#### [Task requirements]
a - Answer these questions using the passage on Michoacán:
(i) In what year did the writer move to Michoacán, and how many months were spent visiting artisans?
(ii) Which town is named in the caption about hand-made, hand-painted clay tableware?
(iii) What color is the door that holds the spoon rack?
b - Carry the passage on Michoacán's artisans forward from its final line.

#### [Exercise passage]

────────────────────

Spoon rack on red door, Pátzcuaro, Michoacán.
So strong was Michoacán's power over me that I felt compelled to spend an extended amount of time with her, so I moved there in 2008 and spent eight months visiting artisans in their homes and workshops. I was quickly charmed by the way they welcomed me into their lives. I was a stranger who came knocking on their doors, and they quickly extended their friendship to me. They allowed me to observe them practicing their crafts and take as many pictures as I wanted. They patiently answered my endless questions. I was intrigued to discover that even their crafts were continuously evolving into innovative forms, revealing still another experience of metamorphosis. With every Michoacán experience, my artistic life constantly split and then coalesced into an ever-evolving consciousness. It was a revolving kaleidoscopic experience of dissonance and resolution, crescendo and diminuendo, soaring to enormous heights and then crashing miserably so that I would have to hibernate for a while until my previous perspective acquiesced to the new insights I had achieved.
Several types of hand-made, hand-painted clay tableware, Capula, Michoacán.

────────────────────

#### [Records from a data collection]
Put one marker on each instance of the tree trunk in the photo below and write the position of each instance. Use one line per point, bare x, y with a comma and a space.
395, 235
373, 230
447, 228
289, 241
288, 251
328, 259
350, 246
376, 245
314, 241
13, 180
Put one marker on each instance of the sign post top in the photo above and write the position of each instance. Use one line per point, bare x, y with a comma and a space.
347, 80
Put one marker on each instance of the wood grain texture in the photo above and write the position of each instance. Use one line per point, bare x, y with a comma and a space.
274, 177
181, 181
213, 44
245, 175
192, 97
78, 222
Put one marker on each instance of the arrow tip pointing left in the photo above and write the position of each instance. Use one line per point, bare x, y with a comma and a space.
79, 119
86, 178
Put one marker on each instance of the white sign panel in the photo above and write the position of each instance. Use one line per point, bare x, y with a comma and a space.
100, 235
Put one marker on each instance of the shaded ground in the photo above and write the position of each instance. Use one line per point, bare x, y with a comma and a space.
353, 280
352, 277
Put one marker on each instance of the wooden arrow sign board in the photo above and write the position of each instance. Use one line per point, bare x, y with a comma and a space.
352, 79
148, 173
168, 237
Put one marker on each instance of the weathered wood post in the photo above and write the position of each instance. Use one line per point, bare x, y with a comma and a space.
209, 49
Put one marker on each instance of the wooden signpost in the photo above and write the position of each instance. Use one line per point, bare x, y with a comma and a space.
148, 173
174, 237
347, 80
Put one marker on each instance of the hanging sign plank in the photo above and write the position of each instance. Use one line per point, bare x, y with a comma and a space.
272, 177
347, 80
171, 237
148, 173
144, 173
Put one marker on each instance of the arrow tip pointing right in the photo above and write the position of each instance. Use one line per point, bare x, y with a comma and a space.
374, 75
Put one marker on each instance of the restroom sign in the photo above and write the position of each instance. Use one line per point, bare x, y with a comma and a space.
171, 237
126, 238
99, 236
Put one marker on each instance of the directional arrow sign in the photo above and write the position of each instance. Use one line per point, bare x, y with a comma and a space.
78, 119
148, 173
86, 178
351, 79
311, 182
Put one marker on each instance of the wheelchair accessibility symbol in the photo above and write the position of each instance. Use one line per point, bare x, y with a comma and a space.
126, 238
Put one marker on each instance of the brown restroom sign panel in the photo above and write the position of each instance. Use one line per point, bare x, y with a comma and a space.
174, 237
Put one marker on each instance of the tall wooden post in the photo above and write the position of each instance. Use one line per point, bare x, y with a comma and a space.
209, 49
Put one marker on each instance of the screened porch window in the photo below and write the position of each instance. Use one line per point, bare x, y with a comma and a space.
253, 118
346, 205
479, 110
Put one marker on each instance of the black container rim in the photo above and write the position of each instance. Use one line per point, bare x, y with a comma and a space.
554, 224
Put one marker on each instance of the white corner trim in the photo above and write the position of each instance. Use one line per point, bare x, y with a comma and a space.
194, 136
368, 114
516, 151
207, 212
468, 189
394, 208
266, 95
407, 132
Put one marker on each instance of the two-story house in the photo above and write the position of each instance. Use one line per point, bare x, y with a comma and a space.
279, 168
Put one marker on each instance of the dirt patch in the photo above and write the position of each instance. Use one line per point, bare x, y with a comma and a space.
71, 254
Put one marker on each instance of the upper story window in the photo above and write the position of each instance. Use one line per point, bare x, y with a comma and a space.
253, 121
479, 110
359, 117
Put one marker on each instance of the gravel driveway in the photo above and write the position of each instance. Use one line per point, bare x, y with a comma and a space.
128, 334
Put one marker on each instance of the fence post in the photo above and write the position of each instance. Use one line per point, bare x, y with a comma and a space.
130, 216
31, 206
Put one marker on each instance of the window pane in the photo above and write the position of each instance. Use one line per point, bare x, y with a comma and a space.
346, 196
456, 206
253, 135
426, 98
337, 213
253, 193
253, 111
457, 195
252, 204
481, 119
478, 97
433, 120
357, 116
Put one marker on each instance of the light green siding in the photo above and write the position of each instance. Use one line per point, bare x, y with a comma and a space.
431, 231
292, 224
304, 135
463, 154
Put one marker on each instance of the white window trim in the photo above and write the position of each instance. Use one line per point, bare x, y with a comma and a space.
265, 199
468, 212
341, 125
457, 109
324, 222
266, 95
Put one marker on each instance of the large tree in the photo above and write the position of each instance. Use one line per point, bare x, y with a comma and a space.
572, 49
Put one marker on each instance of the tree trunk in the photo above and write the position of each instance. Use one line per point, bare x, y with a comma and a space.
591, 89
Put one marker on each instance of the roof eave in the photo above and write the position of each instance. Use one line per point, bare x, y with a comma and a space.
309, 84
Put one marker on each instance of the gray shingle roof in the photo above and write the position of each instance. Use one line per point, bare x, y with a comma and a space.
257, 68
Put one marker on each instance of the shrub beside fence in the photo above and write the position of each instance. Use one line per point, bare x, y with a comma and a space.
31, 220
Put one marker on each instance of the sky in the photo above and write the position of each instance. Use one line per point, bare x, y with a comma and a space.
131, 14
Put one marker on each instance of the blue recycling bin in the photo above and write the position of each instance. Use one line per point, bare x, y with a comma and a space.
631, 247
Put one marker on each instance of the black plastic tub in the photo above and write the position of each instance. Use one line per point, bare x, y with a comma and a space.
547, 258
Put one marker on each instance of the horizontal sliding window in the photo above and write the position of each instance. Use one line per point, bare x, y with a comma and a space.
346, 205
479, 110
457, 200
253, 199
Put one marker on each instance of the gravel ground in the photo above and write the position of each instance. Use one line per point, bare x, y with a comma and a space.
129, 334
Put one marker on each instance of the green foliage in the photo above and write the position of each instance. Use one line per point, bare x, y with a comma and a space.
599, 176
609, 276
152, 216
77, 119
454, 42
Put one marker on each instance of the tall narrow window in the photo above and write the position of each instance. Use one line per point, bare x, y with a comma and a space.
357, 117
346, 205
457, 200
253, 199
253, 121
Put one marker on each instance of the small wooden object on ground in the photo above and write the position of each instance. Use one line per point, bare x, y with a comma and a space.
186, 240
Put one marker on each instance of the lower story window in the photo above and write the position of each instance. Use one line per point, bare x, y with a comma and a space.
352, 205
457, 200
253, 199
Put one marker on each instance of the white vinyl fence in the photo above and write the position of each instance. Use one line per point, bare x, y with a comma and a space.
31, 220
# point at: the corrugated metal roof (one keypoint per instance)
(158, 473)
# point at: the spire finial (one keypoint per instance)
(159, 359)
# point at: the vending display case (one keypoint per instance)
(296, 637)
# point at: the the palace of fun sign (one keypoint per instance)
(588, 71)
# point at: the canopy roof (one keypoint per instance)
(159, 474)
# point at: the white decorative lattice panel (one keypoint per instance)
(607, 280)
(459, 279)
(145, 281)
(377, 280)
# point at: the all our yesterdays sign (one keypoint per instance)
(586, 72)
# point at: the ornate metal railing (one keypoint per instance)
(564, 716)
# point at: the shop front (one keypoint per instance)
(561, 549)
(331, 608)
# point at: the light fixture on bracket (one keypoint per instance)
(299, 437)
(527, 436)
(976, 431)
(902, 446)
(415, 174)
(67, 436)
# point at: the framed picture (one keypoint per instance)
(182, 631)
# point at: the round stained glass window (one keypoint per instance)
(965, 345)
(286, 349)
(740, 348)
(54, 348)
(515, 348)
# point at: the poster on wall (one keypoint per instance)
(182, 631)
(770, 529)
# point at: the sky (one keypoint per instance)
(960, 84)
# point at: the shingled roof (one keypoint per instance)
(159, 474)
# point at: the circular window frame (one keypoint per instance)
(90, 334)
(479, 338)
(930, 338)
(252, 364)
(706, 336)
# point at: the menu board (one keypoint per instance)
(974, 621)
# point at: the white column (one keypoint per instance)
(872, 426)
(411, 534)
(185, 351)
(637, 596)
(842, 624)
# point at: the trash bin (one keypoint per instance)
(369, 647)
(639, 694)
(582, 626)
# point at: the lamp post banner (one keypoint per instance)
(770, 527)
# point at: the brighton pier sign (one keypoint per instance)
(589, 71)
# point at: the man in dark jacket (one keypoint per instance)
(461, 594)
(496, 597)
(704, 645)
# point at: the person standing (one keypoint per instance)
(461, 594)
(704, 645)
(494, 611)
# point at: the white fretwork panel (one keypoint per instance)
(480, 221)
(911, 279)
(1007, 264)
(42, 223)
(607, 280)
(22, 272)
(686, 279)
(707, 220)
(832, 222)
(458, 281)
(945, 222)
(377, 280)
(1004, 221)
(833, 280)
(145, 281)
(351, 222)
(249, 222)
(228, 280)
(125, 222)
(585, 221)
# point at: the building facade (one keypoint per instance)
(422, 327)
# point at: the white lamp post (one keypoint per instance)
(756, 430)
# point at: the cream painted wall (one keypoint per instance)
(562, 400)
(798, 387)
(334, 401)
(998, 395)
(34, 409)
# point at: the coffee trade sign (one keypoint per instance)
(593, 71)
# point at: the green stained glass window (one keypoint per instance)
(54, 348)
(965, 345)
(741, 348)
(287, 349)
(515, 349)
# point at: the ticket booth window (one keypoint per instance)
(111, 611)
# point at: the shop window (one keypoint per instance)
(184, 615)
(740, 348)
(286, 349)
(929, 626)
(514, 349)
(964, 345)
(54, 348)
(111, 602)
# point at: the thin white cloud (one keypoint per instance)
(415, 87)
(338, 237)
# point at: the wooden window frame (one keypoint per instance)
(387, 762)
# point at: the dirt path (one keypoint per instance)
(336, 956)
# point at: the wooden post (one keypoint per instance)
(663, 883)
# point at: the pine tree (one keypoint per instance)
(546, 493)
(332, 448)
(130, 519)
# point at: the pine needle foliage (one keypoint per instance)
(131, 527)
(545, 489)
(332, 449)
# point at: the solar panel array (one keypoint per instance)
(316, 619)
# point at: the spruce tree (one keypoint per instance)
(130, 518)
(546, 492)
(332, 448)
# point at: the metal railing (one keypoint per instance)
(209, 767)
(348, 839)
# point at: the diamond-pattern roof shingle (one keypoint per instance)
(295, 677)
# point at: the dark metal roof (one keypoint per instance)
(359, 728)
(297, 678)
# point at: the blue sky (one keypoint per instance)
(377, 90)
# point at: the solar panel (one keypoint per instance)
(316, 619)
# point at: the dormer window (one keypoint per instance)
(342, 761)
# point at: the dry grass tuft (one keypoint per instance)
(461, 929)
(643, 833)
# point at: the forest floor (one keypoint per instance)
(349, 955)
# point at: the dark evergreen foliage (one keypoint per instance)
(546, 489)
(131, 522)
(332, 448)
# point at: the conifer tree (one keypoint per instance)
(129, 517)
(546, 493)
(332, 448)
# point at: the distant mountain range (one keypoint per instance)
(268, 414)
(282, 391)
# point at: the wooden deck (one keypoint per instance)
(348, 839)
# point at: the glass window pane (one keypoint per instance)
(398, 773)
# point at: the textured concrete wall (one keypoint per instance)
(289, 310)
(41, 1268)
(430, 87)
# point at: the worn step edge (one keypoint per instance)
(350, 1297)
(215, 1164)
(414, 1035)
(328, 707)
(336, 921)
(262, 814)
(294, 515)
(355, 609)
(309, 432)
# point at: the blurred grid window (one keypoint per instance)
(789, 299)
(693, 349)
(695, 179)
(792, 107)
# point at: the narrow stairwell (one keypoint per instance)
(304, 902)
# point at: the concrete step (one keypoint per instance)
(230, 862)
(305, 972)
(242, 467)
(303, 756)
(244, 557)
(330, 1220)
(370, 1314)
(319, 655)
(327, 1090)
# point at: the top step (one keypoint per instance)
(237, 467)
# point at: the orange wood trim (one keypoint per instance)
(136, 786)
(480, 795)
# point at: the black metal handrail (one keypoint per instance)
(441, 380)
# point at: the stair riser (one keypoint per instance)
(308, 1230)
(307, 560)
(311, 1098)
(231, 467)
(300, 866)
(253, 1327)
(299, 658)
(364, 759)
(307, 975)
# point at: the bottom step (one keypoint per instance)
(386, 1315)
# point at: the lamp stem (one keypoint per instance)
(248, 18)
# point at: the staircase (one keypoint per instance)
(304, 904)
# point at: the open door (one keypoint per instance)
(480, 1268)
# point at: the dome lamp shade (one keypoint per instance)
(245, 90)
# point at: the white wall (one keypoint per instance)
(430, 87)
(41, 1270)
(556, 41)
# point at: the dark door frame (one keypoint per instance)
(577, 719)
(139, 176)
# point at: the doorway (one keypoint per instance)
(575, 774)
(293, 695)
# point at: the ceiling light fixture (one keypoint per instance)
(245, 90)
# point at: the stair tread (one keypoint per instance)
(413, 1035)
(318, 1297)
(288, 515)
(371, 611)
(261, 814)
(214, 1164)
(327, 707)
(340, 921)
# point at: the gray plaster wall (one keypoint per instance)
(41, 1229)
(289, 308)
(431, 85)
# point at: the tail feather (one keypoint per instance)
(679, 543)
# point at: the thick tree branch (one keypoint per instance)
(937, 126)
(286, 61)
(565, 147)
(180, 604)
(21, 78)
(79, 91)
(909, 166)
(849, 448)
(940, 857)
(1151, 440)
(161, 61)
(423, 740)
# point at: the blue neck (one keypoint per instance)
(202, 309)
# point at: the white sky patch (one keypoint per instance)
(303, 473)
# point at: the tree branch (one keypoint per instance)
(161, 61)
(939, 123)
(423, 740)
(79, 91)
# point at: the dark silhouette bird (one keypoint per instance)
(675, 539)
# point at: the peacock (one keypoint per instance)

────────────────────

#### [Results of the tasks]
a -
(i) 2008; eight months.
(ii) Capula.
(iii) Red.

b -
However, as my poetic voice matured, so did my perspective about culture. Initially, my experiences with the artisans were conduits through which I could communicate my ever-changing poetic voice. The artisans, though, offered me genuine friendship and even a chance to participate in their daily lives. I sat with them around their hearth fires; they shared their meals with me. I took them to a cornfield so they could pick loads of corn; then I helped shuck that corn to make uchepos. I watched with delight as their children laughed and played together, sneaking up behind me with their toy pistols--BOOM! BOOM! BOOM!--before giggling and running away. I participated in one of their festivals, and soon 'my' project became less about me and more about giving them a voice to the rest of the world, sharing the story behind the crafts for which they are so famous.
Counting threads while weaving a fine rebozo (shawl) from Aranza, Michoacán.
As I observed the pace of their daily lives and the way they related to one another, I began to wonder if the crafts, the festivals, and dances are really what define a culture. Are those the things that really define culture, or are they merely details? I'm not so sure. Perhaps the real cultural experience is the way a group of people relates to one another and interacts with each other. It's a question I still ask myself.
Seventeenth century Michoacán Cristo (Christ) made of pasta de caña.
The crafts and artisans and the metamorphic life of Michoacán still have a hold on me. But I think that Michoacán has taught me a much greater lesson: the value of life and the way people experience that life, and the warmth and friendship people extend toward one another--and even to strangers who come knocking on their doors. This was truly the greatest of my metamorphic experiences in Michoacán.
Hand cross-stitched guayanga (blouse), Pichátaro, Michoacán.
Juego de Huarukua (ancient Purépecha fireball game), Tzintzuntzan, Michoacán. Photo courtesy Jesús Alejandre G., Uruapan.
On June 27, 2013, Travis Whitehead will present Artisans of Michoacán: By Their Hands at Pátzcuaro's Museo Regional de Artes Populares, in conjunction with an important exhibit of new photographs of Michoacán by Uruapan native Jesús Alejandre. The opening of photographer Alejandre's exhibition and the presentation of Whitehead's book will be June 27, 2013 at 5:00PM.